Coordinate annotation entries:
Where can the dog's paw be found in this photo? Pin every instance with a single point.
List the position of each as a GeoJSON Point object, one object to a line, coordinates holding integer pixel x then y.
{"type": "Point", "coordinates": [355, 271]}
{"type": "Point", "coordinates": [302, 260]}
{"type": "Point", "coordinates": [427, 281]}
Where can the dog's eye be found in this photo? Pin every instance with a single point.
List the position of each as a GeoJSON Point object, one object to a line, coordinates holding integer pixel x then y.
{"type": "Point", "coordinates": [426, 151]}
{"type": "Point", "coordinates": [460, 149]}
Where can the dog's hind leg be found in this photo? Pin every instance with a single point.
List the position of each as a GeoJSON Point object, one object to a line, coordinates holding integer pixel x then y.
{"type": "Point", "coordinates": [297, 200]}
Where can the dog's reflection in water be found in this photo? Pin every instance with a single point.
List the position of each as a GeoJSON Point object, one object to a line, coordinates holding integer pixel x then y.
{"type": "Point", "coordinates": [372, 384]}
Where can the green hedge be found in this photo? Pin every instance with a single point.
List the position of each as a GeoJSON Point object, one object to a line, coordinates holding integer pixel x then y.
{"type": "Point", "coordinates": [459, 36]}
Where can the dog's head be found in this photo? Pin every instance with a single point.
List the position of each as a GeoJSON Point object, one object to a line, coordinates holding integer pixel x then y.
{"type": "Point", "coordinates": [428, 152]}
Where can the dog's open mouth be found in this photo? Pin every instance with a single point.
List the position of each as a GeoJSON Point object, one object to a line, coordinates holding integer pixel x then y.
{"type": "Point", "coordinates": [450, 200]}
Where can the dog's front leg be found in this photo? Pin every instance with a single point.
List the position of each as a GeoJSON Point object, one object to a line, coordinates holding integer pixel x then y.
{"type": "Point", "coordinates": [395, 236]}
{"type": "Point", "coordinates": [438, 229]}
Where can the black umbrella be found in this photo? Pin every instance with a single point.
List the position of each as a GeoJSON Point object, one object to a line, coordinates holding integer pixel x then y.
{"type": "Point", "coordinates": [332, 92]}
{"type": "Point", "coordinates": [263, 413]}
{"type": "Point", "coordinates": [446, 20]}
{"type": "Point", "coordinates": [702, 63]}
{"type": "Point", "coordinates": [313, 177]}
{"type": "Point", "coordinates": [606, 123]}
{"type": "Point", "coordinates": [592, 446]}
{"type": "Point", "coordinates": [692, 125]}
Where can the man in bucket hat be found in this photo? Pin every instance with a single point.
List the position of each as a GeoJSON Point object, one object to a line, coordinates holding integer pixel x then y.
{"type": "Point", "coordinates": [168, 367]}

-- What needs to be done --
Each record above should be output again exactly.

-- Final result --
Where can the dog's paw be found in this photo? Pin every instance with a single point.
List the position of each as a GeoJSON Point object, one object to a line, coordinates holding integer pixel x then y.
{"type": "Point", "coordinates": [355, 271]}
{"type": "Point", "coordinates": [302, 260]}
{"type": "Point", "coordinates": [427, 281]}
Where can the dog's eye be found in this photo? Pin every instance with a single point.
List the position of each as a GeoJSON Point object, one object to a line, coordinates holding integer pixel x then y.
{"type": "Point", "coordinates": [426, 151]}
{"type": "Point", "coordinates": [460, 149]}
Where can the dog's hind leg be found in this photo? Pin every instance with a single point.
List the position of each as a GeoJSON Point object, one object to a line, coordinates holding integer pixel x then y.
{"type": "Point", "coordinates": [297, 200]}
Where can the dog's reflection in water be found in this photo? Pin every instance with a single point.
List the position of each as a GeoJSON Point object, one object to a line, coordinates holding integer pixel x then y.
{"type": "Point", "coordinates": [372, 384]}
Where can the green hedge be found in this photo? Pin every instance with a single point.
List the position of each as a GeoJSON Point object, one object to a line, coordinates holding integer pixel x then y.
{"type": "Point", "coordinates": [459, 36]}
Where can the dog's head be found in this photo? Pin every instance with a single point.
List the position of each as a GeoJSON Point object, one object to a line, coordinates holding integer pixel x then y.
{"type": "Point", "coordinates": [428, 152]}
Where can the dog's open mouth be found in this photo? Pin every instance with a single point.
List the position of each as a GeoJSON Point object, one object to a line, coordinates holding integer pixel x then y.
{"type": "Point", "coordinates": [450, 200]}
Where can the dog's front leg be found in this photo? Pin every instance with a single point.
List the position of each as a GeoJSON Point object, one object to a line, coordinates holding integer pixel x then y.
{"type": "Point", "coordinates": [395, 236]}
{"type": "Point", "coordinates": [438, 229]}
Where can the black umbrella be found in this photo? Pin every instance with a single point.
List the position of each as a GeoJSON Point object, one object to a line, coordinates holding integer pixel x then y.
{"type": "Point", "coordinates": [332, 92]}
{"type": "Point", "coordinates": [263, 413]}
{"type": "Point", "coordinates": [446, 20]}
{"type": "Point", "coordinates": [702, 63]}
{"type": "Point", "coordinates": [313, 177]}
{"type": "Point", "coordinates": [606, 123]}
{"type": "Point", "coordinates": [592, 446]}
{"type": "Point", "coordinates": [692, 125]}
Where can the man in bucket hat be found in this photo? Pin every instance with a single point.
List the position of each as a GeoJSON Point object, one object to a line, coordinates holding integer pixel x then y.
{"type": "Point", "coordinates": [168, 367]}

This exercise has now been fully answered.